● **AUSZUG ZUM LESEN**
--- --- ---

Als die taiwanesischen Schülerinnen und Schüler sich dem Thron näherten, wurde ein zentraler Vers – die einsgerichtete Bitte – aus dem Text Lama Chöpa / Guru Yoga – Praxis der rituellen Darbringung an den Guru rezitiert:
Du bist mein Guru, du bist mein Yidam,
du bist die Dakinis und die Dharmabeschützer.
Von heute an bis zur Erleuchtung
suche ich keine Zuflucht außer dir.
In diesem Leben, im Zwischenzustand und
bis zum Ende aller zukünftigen Leben,
halte mich mit dem Haken deines Erbarmens,
befreie mich von der Furcht des Samsara und des Nirvana,
verleihe mir alle Verwirklichungen,
sei mein beständiger Freund und beschütze mich vor Hindernissen.
Anschließend folgten Verse zur Praxis des Stufenwegs zur Erleuchtung.
Die Zeremonie endete, wie es inzwischen üblich ist, mit der Rezitation des Gebets der Worte der Wahrheit, das mit den folgenden Versen endet:
Kurzum, mögen die umfangreichen Gebete,
die der Beschützer Avalokiteshvara für das Land des Schnees
in der Gegenwart von Buddhas und Bodhisattvas sprach,
umgehend hier und jetzt zu guten Ergebnissen führen.
Durch die Wechselbeziehung der tiefgehenden Seinsweise
von Erscheinung und Leerheit, durch die mitfühlende Kraft der drei Juwelen,
durch die Macht dieser Worte und durch die Kraft der Unfehlbarkeit des Gesetzes von Karma möge dieses Gebet der Wahrheit umgehend und ungehindert verwirklicht werden!

--- --- ---

● **VORLIEGENDE ANGABEN**
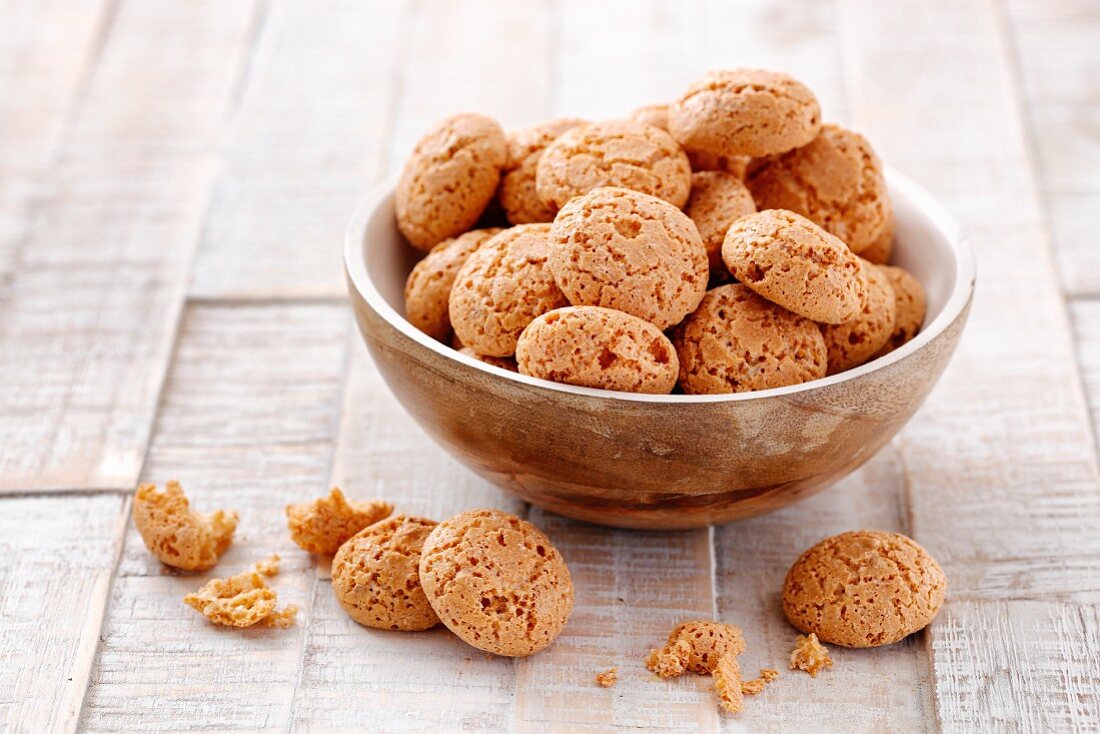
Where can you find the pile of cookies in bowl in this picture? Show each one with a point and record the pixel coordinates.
(726, 242)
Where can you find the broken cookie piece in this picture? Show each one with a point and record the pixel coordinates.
(243, 600)
(810, 655)
(176, 535)
(325, 524)
(707, 648)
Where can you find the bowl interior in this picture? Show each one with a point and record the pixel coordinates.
(927, 244)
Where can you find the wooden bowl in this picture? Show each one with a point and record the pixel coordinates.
(658, 461)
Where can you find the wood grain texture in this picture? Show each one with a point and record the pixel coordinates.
(1003, 484)
(309, 139)
(56, 559)
(246, 423)
(89, 315)
(1054, 46)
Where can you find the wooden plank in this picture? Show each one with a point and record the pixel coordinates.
(308, 141)
(1055, 53)
(56, 559)
(246, 423)
(89, 313)
(1001, 464)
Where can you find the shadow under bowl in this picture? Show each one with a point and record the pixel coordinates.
(659, 461)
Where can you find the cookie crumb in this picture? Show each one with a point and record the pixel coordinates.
(757, 685)
(243, 600)
(325, 524)
(175, 534)
(810, 655)
(607, 678)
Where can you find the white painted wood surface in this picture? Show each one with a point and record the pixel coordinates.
(174, 183)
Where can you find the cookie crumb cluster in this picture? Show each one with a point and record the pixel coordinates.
(737, 182)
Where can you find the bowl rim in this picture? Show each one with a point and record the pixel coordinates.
(961, 291)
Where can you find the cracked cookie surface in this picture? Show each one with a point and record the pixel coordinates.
(497, 582)
(836, 182)
(745, 112)
(596, 347)
(625, 250)
(623, 153)
(864, 589)
(737, 341)
(502, 287)
(450, 178)
(376, 577)
(793, 262)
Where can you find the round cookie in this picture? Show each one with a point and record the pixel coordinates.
(375, 576)
(624, 250)
(428, 286)
(449, 179)
(858, 340)
(716, 200)
(910, 306)
(598, 348)
(745, 112)
(793, 262)
(736, 341)
(836, 182)
(864, 589)
(623, 153)
(502, 287)
(496, 581)
(518, 197)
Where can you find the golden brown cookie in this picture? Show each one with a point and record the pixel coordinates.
(502, 287)
(622, 153)
(631, 252)
(450, 178)
(176, 535)
(428, 286)
(497, 582)
(745, 112)
(859, 339)
(910, 306)
(836, 182)
(864, 589)
(518, 197)
(736, 341)
(243, 600)
(596, 347)
(706, 648)
(376, 579)
(717, 199)
(325, 524)
(793, 262)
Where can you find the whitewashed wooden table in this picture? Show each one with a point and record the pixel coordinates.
(175, 176)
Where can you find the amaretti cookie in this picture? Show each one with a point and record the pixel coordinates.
(502, 287)
(625, 250)
(737, 341)
(864, 589)
(323, 525)
(428, 287)
(376, 576)
(910, 307)
(793, 262)
(596, 347)
(622, 153)
(496, 581)
(836, 182)
(176, 535)
(450, 178)
(518, 196)
(745, 112)
(859, 338)
(716, 200)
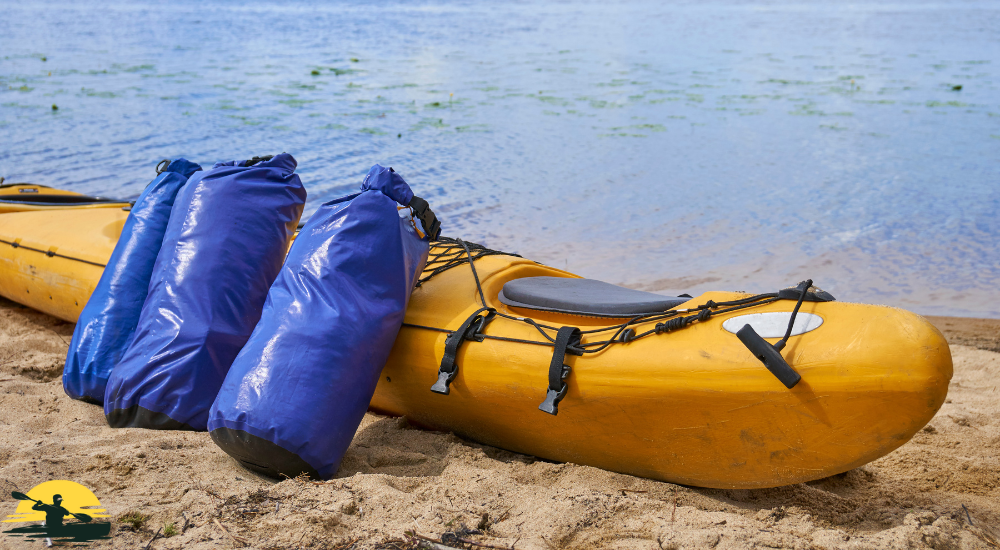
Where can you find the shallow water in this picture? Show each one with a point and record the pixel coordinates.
(725, 145)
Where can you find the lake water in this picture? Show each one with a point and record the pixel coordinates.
(674, 148)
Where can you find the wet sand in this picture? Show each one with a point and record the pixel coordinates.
(940, 490)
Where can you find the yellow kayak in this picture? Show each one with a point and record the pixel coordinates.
(30, 197)
(675, 394)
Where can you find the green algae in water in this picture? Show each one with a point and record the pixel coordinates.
(946, 104)
(294, 102)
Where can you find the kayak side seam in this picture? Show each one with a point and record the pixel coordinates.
(51, 254)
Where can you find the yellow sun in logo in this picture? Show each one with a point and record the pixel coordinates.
(77, 499)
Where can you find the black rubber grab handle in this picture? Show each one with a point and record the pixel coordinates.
(769, 356)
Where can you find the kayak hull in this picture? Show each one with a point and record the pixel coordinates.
(692, 406)
(51, 261)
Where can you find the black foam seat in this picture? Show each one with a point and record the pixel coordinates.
(584, 297)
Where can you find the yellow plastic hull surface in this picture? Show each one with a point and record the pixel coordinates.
(691, 406)
(27, 190)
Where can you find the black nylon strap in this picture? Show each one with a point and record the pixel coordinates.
(467, 331)
(427, 218)
(567, 341)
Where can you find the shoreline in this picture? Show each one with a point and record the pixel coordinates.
(395, 478)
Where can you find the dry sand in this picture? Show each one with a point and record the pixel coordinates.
(396, 479)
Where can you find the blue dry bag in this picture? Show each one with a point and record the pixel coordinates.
(107, 323)
(299, 389)
(224, 245)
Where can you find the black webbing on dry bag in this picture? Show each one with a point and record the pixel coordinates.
(567, 341)
(469, 330)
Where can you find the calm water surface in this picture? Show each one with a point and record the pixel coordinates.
(680, 147)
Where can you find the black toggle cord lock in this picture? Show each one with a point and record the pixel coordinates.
(470, 330)
(567, 341)
(771, 355)
(427, 218)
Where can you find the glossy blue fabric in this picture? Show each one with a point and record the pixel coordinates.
(224, 245)
(308, 372)
(108, 320)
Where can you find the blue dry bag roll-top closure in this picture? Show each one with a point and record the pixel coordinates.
(224, 244)
(107, 323)
(298, 390)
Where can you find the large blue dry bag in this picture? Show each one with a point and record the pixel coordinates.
(224, 245)
(299, 389)
(107, 323)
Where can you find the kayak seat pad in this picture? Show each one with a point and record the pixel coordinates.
(584, 297)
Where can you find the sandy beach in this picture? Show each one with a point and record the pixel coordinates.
(941, 490)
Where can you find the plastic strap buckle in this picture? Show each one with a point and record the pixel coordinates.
(470, 330)
(566, 341)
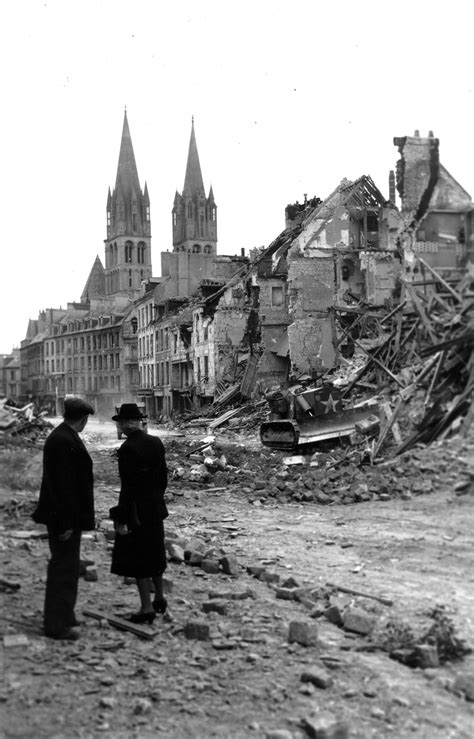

--- --- ---

● **WAS ZU TUN IST**
Schreib aus dem Text über die Zeremonie ein Stück wörtlich ab: Fang bei den Worten an, in denen „Die Zeremonie endete, wie“ steht, und hör nach „ungehindert verwirklicht werden!“ auf.

● **DAS ERGEBNIS**
Die Zeremonie endete, wie es inzwischen üblich ist, mit der Rezitation des Gebets der Worte der Wahrheit, das mit den folgenden Versen endet:
Kurzum, mögen die umfangreichen Gebete,
die der Beschützer Avalokiteshvara für das Land des Schnees
in der Gegenwart von Buddhas und Bodhisattvas sprach,
umgehend hier und jetzt zu guten Ergebnissen führen.
Durch die Wechselbeziehung der tiefgehenden Seinsweise
von Erscheinung und Leerheit, durch die mitfühlende Kraft der drei Juwelen,
durch die Macht dieser Worte und durch die Kraft der Unfehlbarkeit des Gesetzes von Karma möge dieses Gebet der Wahrheit umgehend und ungehindert verwirklicht werden!